• WRITTEN EXERCISE:
Pull out every line in the material below that contains the word "tree". Treat uppercase and lowercase letters as distinct.

• PROVIDED INFORMATION:
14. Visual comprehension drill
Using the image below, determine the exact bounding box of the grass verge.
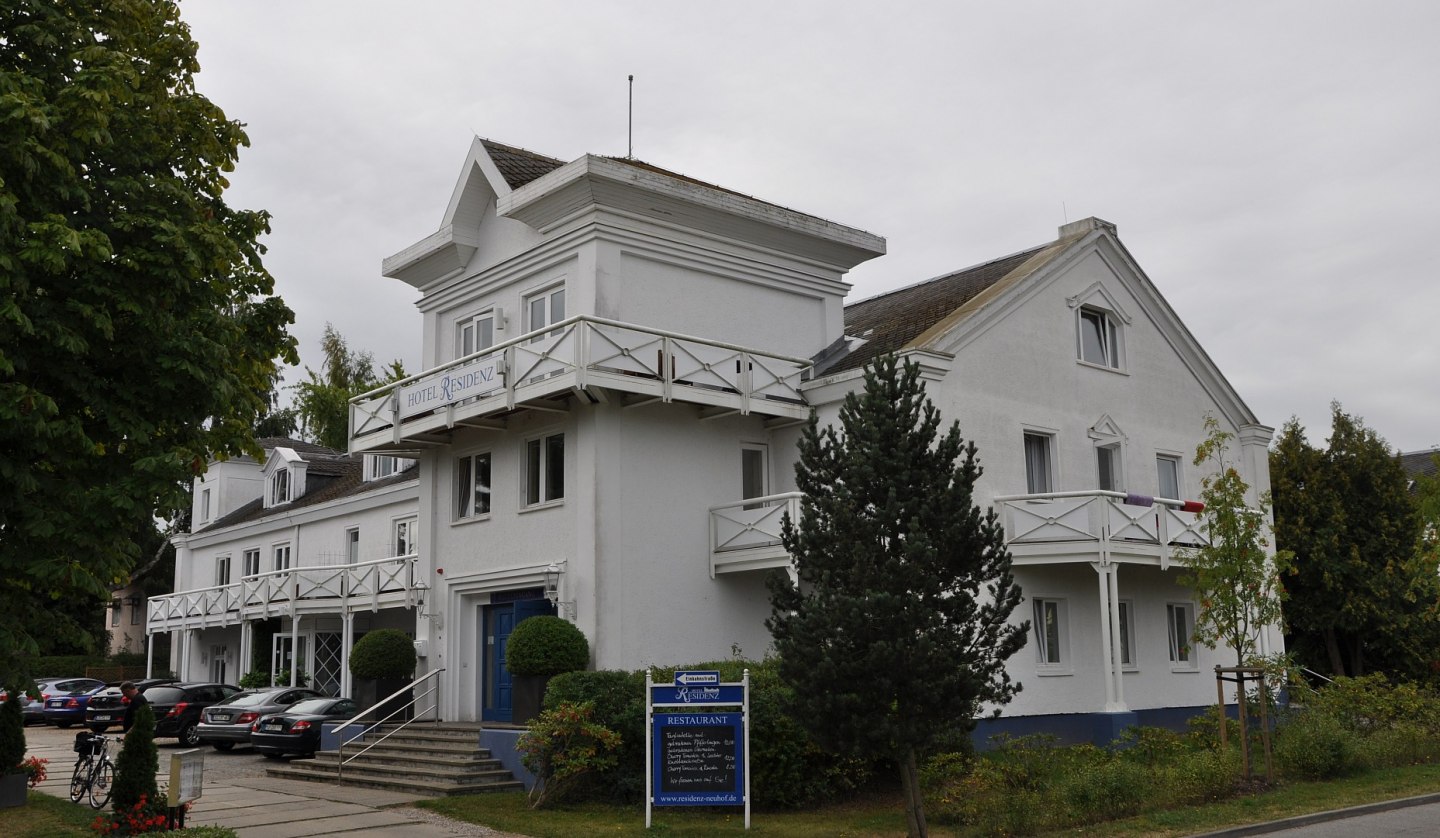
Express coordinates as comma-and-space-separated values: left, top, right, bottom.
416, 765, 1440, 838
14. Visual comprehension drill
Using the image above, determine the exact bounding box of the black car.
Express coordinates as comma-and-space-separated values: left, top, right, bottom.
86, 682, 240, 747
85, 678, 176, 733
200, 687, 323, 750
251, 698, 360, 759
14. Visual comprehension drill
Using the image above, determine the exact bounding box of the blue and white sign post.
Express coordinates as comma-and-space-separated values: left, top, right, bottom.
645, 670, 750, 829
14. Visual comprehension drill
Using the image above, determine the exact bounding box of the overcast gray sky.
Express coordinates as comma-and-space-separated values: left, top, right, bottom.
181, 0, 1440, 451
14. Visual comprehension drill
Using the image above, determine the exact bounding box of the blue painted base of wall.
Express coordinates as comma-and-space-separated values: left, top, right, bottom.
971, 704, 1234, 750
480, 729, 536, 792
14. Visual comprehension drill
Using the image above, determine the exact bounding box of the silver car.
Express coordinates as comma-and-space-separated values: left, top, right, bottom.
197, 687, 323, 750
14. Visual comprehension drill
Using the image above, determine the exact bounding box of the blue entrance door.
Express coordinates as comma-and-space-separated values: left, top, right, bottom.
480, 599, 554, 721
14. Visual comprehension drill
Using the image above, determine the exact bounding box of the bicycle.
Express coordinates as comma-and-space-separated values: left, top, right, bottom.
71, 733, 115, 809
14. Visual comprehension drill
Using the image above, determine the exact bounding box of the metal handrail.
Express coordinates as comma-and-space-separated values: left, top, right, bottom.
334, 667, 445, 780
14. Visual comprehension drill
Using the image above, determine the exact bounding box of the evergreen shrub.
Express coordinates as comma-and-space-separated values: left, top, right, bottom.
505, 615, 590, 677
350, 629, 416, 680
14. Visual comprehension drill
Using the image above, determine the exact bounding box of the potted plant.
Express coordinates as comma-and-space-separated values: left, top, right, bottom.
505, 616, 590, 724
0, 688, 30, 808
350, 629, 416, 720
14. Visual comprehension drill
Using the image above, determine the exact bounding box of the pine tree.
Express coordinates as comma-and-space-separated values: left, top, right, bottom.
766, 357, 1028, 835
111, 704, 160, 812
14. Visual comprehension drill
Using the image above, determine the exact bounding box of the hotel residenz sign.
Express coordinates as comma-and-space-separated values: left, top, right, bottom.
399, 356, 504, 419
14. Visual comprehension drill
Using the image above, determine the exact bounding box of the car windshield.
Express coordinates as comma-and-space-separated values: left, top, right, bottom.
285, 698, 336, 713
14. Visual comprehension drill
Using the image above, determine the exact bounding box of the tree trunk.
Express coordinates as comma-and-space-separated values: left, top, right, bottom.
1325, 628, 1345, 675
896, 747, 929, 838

• WRITTEN ANSWER:
Using the image above, determine the exact bounding box of the pine tree.
Using the image above, determine the exact bounding box of the tree trunk.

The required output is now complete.